**Provided text:**
6. Transaction Documents. This Amendment (i) is a Transaction Document and constitutes (with the other Transaction Documents) the entire understanding of the parties with respect to the subject matter hereof, and any other prior or contemporaneous agreements, whether written or oral, with respect thereto are expressly superseded hereby, and (ii) shall be binding upon and inure to the benefit of the successors and permitted assigns of the parties hereto. This Amendment may be executed in counterparts (which taken together shall constitute one and the same instrument) and by facsimile or other electronic transmission, which facsimile or other electronic signatures shall be considered original executed counterparts.

7. Public Disclosure. On or before 8:00 a.m., New York time, on the first Business Day following the date of this Amendment, the Company shall file with the Securities and Exchange Commission a Current Report on Form 8-K describing all the material terms of the transactions contemplated by this Amendment and the documents referenced in the text of the amendments to the Notes and Warrant set forth herein and being entered into by the Company on the date hereof, and attaching this Amendment and such other documents (in each case, without any redaction therefrom). Notwithstanding anything contained in this Amendment to the contrary, and without implication that the contrary would otherwise be true, the Company expressly acknowledges and agrees that neither the undersigned Lenders nor any of their respective affiliates shall have (unless expressly agreed to by such particular Lender after the date hereof in a written definitive and binding agreement executed by the Company and such particular Lender or customary oral (confirmed by e-mail) “wall cross” agreement (it being understood and agreed that no Lender may bind any other Lender with respect thereto)), any duty of trust or confidence with respect to, or a duty not to trade in any securities while aware of, any information regarding the Company.

(Dataset records on where objects are located)
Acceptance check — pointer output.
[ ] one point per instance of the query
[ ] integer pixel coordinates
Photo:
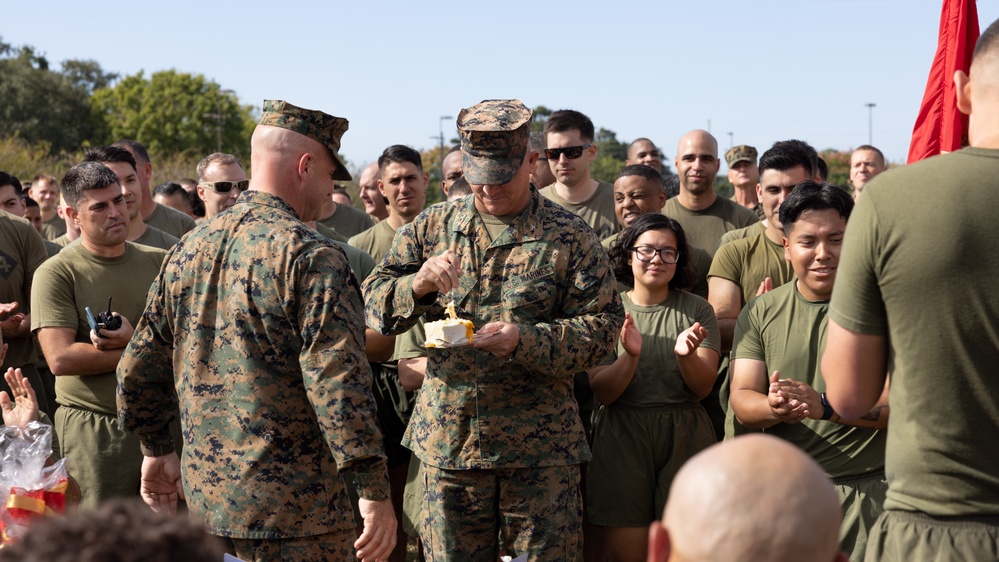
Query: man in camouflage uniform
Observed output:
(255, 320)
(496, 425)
---
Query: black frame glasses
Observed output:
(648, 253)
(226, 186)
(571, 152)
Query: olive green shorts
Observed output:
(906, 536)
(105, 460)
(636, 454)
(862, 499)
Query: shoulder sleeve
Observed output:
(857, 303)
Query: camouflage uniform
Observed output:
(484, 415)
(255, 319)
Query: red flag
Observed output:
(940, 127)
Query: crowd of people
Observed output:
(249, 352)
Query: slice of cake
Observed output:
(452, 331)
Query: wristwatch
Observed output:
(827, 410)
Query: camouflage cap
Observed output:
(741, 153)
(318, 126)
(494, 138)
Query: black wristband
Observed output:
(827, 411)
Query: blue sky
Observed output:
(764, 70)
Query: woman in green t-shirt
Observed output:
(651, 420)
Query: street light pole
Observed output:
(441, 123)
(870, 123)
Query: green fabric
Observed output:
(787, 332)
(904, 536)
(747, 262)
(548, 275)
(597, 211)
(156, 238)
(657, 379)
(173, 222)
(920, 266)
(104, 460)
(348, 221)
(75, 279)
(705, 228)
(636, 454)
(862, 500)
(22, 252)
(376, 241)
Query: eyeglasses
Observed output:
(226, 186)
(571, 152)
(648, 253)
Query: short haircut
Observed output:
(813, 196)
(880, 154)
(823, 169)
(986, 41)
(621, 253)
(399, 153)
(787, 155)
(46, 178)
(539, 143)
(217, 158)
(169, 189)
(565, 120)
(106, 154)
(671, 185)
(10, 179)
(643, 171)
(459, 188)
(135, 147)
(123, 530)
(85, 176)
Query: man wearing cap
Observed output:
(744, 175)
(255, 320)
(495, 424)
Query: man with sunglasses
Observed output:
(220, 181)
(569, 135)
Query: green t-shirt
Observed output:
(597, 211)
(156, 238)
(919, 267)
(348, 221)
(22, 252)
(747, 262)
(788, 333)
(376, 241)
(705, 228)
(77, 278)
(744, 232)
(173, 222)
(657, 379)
---
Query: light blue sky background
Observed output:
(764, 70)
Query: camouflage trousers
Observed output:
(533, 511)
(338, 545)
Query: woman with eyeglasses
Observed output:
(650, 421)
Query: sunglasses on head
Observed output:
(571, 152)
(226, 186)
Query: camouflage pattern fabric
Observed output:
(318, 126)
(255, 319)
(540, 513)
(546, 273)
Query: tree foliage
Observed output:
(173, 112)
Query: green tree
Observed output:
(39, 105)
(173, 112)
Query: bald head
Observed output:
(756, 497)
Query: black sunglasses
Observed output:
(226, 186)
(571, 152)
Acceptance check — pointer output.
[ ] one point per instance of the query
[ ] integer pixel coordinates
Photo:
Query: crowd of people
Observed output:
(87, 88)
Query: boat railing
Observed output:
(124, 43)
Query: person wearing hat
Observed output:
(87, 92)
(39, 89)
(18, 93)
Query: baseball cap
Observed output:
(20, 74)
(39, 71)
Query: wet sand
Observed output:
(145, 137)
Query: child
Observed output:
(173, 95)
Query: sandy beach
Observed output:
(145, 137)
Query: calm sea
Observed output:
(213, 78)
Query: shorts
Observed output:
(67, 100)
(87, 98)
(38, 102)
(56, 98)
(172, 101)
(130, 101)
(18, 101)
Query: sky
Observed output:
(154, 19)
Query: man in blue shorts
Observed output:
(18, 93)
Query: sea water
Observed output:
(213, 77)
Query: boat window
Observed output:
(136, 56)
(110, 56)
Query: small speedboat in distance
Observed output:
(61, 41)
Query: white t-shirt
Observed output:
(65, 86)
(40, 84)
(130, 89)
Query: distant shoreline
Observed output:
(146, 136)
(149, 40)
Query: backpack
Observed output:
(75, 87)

**Short exercise:**
Answer these questions from the amendment excerpt:
(a) By what time must the Company file its Current Report on Form 8-K?
(b) Apart from counterparts, by what means may the Amendment be executed?
(c) With which agency must the Company file the Form 8-K?
Rely only on the amendment excerpt to answer, not on the material.

**Result for this exercise:**
(a) On or before 8:00 a.m., New York time, on the first Business Day following the date of the Amendment.
(b) By facsimile or other electronic transmission.
(c) The Securities and Exchange Commission.